[TASK OBJECTIVE]:
Please quote exactly the lines below from the line containing "If you could identify the blurred" to the line containing "If you could identify the dog's eyebrow", both lines included, and nothing else.

[DATA SHOWN]:

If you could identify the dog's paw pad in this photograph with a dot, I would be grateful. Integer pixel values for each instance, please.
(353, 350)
--
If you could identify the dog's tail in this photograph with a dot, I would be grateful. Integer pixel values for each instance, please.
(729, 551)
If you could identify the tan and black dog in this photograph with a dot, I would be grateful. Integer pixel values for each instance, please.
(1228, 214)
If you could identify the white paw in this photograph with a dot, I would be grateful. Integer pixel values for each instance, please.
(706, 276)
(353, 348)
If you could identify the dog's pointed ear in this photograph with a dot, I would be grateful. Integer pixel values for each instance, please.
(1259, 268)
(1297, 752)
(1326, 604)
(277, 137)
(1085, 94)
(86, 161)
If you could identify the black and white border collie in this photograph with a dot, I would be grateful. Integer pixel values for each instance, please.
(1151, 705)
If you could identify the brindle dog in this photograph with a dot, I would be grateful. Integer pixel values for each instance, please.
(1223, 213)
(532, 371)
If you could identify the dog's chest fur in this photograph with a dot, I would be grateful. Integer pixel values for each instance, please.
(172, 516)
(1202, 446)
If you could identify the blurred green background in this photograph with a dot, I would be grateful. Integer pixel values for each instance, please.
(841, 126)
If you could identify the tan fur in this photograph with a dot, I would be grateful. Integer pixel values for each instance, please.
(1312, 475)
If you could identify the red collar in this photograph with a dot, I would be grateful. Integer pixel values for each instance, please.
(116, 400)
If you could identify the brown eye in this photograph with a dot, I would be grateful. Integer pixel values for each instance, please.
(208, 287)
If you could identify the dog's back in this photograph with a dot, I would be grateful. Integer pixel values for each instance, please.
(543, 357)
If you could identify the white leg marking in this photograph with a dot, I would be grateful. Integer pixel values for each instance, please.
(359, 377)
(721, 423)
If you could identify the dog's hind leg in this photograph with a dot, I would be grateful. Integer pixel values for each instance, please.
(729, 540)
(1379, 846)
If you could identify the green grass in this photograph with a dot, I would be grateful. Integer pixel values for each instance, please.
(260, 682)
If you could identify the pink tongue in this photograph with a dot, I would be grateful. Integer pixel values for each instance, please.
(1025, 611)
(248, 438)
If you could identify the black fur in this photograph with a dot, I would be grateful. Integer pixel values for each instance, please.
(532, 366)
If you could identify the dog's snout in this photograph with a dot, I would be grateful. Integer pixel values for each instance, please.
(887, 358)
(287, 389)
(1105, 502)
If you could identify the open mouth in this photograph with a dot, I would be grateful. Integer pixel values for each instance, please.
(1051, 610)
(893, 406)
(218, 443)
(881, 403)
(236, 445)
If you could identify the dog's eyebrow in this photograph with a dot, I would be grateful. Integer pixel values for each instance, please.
==
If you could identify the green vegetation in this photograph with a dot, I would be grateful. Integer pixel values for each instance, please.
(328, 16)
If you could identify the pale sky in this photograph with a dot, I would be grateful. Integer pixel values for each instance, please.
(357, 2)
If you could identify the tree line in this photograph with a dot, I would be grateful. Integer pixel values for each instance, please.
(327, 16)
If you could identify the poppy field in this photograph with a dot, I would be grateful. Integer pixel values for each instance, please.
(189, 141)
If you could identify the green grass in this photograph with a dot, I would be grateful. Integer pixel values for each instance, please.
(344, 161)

[ANSWER TO THIS PROBLEM]:
If you could identify the blurred green background in this photograph with a dot, I would be grateful. Integer pixel values for each instance, please.
(841, 126)
If you could identify the tan fur in this photograph with a dot, I would be grateful. Integer pixel values for each instance, please.
(1312, 475)
If you could identify the red collar in this photograph with a dot, I would be grateful. Integer pixel values for each instance, please.
(116, 400)
If you could identify the brown eye in this photograph with a dot, I would be grateful. Integer pixel values for each instance, please.
(208, 287)
If you could identify the dog's back in this photograph with a dot, I would be grateful. Integer pixel values for each instance, please.
(543, 357)
If you could identify the white leg marking in this photograph with a dot, I would be grateful. Integer pixel values for each instance, please.
(359, 377)
(721, 423)
If you could identify the dog's hind leg in this photograph with a dot, I would be grateful. Integer pixel values for each instance, please.
(729, 540)
(1379, 846)
If you could identify the green grass in this photograph with a dot, I would be grateful. Integer pixel values for each instance, please.
(260, 682)
If you could identify the pink tongue in this photograph with a dot, I would be grateful. Integer pixel values for each instance, please.
(1025, 611)
(248, 438)
If you could identify the black fur in this photograph with a dot, I would be grateful. Integer pixel values for each instance, please.
(532, 366)
If you could identify the dog's snout in this photograph with a dot, I would be grateful. Integer pixel values for each instance, please.
(887, 358)
(287, 389)
(1105, 502)
If you could identify the open mouth in this photograph with a dot, I would be grateful. Integer pixel values for each instance, please.
(1051, 610)
(893, 406)
(218, 443)
(881, 403)
(236, 445)
If you could identify the dog's eyebrow in this photograph with a dot, I would be grateful. Integer pixel values for each instance, please.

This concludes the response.